▸ **AUFGABE 1**
Gib den Abschnitt des Quelltexts erneut wieder, der mit den Worten „Nach 100 Jahren: Eine“ beginnt und mit „Valentin Inzko teilgenommen.“ endet. Ersetze darin „Staatskanzler“ durch „Regierungschef“.
▸ **AUFGABE 2**
Beantworte bitte anhand des Quelltexts folgende Fragen:
(a) Vor welchem Gebäude wurde die Republik ausgerufen?
(b) An welchem Datum fand die erste Wahl der Republik statt?
(c) Wo fand der Festakt zum 100. Jahrestag der Republik statt?
▸ **AUFGABE 3**
Prüfe, ob diese Aussagen mit dem Quelltext übereinstimmen. Antworte jeweils mit Ja oder Nein und zitiere die entscheidenden Worte.
(a) Kaiser Karl I. verzichtete einen Tag nach der Ausrufung der Republik auf die Staatsgeschäfte.
(b) Karl Renner gehörte den Christlichsozialen an.
(c) Frauen durften erstmals ihre Stimme abgeben.

▸ **QUELLTEXT**
^^^^^^^^^^^^^^^^

©Fotos: Carina Karlovits und Peter Lechner/HBF
Bild: ©Fotos: Carina Karlovits und Peter Lechner/HBF

Österreich feiert Errichtung der Republik

Nach 100 Jahren: Eine Erfolgsgeschichte mit offenen Fragen

Am Montag vor 100 Jahren wurde vor dem Parlament in Wien die „Republik Deutsch-Österreich" ausgerufen. Einen Tag zuvor hatte Kaiser Karl I. „auf jeden Anteil an den Staatsgeschäften“ verzichtet. Der Sozialdemokrat Karl Renner stand als Staatskanzler einer Großen Koalition von Sozialdemokraten und Christlichsozialen vor. Diese bestätigte auch die erste Wahl der Republik am 16. Februar 1919. Erstmals durften auch Frauen ihre Stimme abgeben. Am Festakt in der Wiener Staatsoper anlässlich des 100. Jahrestages der Republik hat für den Rat der Kärntner Slowenen (NSKS) Obmann Dr. Valentin Inzko teilgenommen.

^^^^^^^^^^^^^^^^

▸ **DATENAUSZUG**
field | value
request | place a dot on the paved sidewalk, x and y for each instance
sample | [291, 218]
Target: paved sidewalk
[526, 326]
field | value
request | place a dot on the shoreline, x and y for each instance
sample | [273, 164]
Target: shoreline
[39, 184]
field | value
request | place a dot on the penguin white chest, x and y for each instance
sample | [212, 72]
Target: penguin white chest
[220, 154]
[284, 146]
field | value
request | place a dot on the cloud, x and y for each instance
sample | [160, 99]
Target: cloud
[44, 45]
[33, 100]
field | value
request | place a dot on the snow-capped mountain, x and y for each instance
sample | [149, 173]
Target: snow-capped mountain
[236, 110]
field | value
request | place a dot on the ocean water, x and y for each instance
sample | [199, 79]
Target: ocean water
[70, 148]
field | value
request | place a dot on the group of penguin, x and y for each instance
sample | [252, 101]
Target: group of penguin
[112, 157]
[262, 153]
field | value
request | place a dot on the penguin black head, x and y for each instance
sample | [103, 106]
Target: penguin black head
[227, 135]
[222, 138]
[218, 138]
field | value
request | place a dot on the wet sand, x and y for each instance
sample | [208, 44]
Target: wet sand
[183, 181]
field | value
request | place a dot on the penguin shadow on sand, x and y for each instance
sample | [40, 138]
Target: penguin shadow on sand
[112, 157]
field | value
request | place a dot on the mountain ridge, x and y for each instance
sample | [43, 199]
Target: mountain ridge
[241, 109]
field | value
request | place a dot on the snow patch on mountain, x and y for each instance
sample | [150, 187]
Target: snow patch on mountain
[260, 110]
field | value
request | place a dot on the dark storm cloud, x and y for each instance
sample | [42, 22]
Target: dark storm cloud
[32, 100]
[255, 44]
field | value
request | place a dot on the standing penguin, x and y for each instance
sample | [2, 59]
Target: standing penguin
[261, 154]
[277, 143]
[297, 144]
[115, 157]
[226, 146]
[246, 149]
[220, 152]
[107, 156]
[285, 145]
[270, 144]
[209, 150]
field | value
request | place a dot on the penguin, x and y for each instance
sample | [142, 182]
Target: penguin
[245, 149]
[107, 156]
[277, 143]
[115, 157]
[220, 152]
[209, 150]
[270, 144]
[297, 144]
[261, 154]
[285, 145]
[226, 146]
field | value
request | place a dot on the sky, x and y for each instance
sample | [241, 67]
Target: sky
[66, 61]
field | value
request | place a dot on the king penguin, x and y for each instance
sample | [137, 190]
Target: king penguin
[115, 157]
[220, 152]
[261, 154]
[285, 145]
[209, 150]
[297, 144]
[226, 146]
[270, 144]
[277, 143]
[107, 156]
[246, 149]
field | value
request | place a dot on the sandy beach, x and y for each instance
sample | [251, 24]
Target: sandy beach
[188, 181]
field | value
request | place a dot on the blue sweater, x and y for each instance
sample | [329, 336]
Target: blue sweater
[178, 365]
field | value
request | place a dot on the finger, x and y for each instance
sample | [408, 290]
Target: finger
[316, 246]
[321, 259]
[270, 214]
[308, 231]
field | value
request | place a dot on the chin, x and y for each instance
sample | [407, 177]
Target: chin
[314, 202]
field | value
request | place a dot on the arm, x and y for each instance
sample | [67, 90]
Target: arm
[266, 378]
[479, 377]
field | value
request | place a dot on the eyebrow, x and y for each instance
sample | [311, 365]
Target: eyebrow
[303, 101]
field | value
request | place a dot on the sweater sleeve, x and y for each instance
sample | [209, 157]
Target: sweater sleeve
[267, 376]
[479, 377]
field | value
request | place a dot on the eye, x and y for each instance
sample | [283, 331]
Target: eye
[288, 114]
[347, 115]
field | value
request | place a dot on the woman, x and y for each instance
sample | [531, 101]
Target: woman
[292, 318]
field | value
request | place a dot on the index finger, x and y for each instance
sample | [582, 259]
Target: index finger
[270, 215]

^^^^^^^^^^^^^^^^

▸ **ANTWORT 1**
Nach 100 Jahren: Eine Erfolgsgeschichte mit offenen Fragen

Am Montag vor 100 Jahren wurde vor dem Parlament in Wien die „Republik Deutsch-Österreich" ausgerufen. Einen Tag zuvor hatte Kaiser Karl I. „auf jeden Anteil an den Staatsgeschäften“ verzichtet. Der Sozialdemokrat Karl Renner stand als Regierungschef einer Großen Koalition von Sozialdemokraten und Christlichsozialen vor. Diese bestätigte auch die erste Wahl der Republik am 16. Februar 1919. Erstmals durften auch Frauen ihre Stimme abgeben. Am Festakt in der Wiener Staatsoper anlässlich des 100. Jahrestages der Republik hat für den Rat der Kärntner Slowenen (NSKS) Obmann Dr. Valentin Inzko teilgenommen.

▸ **ANTWORT 2**
(a) Vor dem Parlament in Wien.
(b) Am 16. Februar 1919.
(c) In der Wiener Staatsoper.

▸ **ANTWORT 3**
(a) Nein: „Einen Tag zuvor hatte Kaiser Karl I.“
(b) Nein: „Der Sozialdemokrat Karl Renner“
(c) Ja: „Erstmals durften auch Frauen ihre Stimme abgeben.“